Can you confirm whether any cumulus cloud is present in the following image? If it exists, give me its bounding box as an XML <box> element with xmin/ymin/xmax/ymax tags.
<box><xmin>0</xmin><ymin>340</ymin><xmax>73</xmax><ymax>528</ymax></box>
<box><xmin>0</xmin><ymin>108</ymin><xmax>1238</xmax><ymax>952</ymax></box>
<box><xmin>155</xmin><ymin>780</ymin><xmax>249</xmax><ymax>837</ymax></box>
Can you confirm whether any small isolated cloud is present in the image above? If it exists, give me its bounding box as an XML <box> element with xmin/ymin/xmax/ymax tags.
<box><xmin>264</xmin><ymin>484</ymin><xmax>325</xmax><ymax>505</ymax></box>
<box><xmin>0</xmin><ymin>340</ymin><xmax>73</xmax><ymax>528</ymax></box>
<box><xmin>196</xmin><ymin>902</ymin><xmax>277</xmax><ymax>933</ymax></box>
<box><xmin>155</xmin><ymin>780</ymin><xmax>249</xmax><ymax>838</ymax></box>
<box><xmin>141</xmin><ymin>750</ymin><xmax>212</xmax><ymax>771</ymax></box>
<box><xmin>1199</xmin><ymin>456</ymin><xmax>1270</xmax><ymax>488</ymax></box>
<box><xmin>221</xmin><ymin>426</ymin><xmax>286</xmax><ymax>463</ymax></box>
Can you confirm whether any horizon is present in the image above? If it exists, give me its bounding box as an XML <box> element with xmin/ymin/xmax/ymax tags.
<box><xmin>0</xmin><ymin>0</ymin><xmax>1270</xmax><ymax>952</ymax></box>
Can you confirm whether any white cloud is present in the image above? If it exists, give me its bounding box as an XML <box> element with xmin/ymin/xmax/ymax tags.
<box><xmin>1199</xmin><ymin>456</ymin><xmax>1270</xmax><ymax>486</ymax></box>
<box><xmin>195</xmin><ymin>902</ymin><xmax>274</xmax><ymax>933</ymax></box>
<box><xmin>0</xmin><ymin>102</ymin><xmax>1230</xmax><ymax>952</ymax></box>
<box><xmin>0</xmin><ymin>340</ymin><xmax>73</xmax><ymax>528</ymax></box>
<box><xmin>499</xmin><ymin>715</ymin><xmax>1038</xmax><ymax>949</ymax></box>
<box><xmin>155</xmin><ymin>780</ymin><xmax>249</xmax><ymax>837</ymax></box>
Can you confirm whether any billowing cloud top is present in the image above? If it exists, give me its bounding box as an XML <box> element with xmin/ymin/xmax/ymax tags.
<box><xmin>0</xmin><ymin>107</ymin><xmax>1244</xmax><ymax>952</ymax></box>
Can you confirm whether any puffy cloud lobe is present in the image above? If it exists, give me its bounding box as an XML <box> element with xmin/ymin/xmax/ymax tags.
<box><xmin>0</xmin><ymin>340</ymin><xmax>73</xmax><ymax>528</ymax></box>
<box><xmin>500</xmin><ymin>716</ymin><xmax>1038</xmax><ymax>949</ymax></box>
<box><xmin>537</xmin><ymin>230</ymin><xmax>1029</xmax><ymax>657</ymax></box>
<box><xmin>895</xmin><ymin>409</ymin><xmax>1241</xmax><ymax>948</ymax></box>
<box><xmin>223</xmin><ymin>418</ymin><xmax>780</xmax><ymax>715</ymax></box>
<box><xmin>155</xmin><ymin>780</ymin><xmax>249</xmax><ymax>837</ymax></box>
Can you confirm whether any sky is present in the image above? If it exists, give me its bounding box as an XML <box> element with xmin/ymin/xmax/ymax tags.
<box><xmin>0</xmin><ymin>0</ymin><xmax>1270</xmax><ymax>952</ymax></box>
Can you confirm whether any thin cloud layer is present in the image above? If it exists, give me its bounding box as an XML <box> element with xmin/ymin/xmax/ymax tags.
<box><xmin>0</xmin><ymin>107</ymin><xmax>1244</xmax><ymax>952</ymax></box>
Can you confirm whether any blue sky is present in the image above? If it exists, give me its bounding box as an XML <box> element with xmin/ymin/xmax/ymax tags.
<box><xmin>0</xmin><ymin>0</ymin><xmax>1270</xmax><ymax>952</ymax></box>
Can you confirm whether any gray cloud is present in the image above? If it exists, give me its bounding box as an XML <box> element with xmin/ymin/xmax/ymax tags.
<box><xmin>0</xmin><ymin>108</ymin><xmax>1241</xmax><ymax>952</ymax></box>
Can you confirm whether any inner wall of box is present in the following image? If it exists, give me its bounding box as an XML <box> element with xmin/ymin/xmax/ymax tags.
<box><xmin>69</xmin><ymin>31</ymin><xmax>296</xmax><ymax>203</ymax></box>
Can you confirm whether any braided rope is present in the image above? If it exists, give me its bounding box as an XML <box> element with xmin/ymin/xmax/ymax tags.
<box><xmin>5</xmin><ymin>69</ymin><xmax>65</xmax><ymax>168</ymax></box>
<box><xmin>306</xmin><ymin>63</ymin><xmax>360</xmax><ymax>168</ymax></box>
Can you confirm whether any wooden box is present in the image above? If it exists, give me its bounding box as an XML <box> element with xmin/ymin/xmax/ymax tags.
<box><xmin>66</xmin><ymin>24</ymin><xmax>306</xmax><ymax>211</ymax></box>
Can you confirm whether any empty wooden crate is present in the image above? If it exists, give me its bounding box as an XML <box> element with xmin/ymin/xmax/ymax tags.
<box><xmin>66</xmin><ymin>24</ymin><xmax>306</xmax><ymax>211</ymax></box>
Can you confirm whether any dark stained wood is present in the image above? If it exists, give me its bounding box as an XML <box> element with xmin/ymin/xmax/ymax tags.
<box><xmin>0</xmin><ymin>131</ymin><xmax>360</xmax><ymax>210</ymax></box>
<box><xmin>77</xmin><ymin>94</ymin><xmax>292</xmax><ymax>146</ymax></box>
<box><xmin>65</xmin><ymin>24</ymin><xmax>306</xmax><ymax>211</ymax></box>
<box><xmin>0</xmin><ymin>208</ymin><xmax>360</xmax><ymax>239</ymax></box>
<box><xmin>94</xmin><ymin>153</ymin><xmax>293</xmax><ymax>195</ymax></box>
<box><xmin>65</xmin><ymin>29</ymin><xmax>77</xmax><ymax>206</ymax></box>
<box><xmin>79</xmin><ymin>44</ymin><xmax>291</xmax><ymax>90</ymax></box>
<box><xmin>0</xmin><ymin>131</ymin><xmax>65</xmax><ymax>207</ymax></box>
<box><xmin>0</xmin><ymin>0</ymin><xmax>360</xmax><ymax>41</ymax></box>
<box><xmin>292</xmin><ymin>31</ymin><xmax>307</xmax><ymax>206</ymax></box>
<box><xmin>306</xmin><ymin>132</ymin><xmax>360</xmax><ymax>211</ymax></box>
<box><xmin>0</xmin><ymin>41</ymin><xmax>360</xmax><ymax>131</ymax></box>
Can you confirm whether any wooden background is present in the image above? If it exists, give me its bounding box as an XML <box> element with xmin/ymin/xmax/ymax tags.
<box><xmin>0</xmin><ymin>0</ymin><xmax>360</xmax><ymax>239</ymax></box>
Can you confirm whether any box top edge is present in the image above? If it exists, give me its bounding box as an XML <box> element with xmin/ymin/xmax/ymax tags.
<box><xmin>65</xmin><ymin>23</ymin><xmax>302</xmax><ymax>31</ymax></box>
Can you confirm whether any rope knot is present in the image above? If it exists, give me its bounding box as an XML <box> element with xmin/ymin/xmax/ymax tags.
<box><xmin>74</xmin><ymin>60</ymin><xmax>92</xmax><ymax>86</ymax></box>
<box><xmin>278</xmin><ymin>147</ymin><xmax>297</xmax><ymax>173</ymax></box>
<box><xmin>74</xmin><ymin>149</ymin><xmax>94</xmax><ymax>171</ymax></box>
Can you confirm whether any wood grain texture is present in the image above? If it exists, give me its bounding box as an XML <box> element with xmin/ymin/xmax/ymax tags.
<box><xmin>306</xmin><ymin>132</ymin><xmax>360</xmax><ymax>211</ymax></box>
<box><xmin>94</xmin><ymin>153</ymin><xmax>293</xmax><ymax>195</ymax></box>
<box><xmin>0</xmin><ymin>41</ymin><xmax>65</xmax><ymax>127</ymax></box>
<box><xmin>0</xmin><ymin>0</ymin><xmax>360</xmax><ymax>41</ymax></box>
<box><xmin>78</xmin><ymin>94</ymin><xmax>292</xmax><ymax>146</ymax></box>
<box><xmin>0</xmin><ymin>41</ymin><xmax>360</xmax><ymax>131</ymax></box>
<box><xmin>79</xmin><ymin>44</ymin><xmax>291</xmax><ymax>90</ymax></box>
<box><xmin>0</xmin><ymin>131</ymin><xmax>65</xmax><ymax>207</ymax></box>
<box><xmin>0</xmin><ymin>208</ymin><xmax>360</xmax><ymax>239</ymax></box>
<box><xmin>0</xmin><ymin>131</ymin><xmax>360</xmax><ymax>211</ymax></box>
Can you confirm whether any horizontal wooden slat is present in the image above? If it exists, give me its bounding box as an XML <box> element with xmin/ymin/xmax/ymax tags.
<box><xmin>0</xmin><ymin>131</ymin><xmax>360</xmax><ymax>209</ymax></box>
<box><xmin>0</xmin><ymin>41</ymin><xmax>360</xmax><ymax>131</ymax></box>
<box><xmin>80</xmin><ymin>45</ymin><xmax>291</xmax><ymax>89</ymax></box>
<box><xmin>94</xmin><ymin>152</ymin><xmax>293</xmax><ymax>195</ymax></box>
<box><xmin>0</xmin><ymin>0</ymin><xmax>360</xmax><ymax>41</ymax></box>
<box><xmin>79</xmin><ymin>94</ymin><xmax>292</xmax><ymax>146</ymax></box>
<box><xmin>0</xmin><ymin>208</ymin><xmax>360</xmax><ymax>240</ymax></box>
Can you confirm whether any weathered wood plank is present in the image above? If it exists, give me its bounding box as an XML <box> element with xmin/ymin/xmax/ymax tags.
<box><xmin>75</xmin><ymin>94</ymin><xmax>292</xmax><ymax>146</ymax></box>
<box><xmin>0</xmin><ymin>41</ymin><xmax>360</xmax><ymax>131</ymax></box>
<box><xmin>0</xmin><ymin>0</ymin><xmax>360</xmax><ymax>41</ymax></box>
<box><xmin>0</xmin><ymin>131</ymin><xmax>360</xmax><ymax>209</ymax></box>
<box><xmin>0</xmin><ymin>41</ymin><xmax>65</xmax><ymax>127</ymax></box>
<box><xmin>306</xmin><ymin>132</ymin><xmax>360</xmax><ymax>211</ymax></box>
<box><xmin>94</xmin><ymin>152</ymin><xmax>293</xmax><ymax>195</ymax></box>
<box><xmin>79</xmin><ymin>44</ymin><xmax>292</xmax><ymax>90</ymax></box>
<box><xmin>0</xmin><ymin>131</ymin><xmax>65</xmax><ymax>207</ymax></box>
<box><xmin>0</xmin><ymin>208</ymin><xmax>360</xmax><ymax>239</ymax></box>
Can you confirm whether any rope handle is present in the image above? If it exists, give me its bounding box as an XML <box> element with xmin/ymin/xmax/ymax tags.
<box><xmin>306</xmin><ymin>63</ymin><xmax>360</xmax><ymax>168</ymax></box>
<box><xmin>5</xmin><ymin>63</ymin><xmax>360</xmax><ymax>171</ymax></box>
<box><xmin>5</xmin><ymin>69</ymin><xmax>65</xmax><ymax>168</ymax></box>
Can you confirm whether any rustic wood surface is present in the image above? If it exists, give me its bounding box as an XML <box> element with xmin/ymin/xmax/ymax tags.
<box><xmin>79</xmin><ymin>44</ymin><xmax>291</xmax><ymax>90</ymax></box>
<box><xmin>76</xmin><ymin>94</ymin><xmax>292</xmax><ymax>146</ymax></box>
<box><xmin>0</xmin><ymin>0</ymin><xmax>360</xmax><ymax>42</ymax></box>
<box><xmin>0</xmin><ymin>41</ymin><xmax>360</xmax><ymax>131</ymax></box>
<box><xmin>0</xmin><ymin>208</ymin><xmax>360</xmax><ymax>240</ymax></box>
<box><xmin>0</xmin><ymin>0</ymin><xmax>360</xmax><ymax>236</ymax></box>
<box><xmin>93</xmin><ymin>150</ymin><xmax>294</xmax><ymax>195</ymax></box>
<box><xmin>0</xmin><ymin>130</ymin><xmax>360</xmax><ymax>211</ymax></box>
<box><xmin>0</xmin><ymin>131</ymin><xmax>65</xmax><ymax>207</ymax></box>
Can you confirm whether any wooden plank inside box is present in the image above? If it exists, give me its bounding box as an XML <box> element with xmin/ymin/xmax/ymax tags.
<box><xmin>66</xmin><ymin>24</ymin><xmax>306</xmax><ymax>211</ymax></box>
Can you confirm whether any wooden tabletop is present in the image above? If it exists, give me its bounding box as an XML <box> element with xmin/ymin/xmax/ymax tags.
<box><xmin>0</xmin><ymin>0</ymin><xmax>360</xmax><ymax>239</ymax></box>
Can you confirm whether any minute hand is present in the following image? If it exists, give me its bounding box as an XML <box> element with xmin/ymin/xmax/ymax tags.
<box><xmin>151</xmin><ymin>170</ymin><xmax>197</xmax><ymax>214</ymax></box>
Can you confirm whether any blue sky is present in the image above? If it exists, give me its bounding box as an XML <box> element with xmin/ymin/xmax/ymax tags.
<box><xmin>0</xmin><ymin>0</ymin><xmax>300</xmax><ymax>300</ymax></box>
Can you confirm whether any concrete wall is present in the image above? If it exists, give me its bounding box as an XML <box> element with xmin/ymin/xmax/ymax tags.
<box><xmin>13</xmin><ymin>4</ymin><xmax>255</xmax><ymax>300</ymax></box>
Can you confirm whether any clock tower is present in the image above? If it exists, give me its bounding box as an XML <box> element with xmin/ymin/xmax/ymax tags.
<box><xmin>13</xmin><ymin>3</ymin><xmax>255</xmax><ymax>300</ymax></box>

**OBJECTIVE**
Rewrite everything from the line containing "Can you confirm whether any concrete" down to the end of the records, replacing "concrete wall" with "brick wall" and leaving everything else unchanged.

**SOLUTION TO THE PROBLEM**
Can you confirm whether any brick wall is present in the image above? If it exists, give me its bounding box as an XML <box> element with xmin/ymin/xmax/ymax tags.
<box><xmin>13</xmin><ymin>4</ymin><xmax>255</xmax><ymax>300</ymax></box>
Can you confirm whether any clock tower is present in the image above? If it exists, give me its bounding box as an XML <box> element with xmin/ymin/xmax/ymax tags.
<box><xmin>13</xmin><ymin>3</ymin><xmax>255</xmax><ymax>300</ymax></box>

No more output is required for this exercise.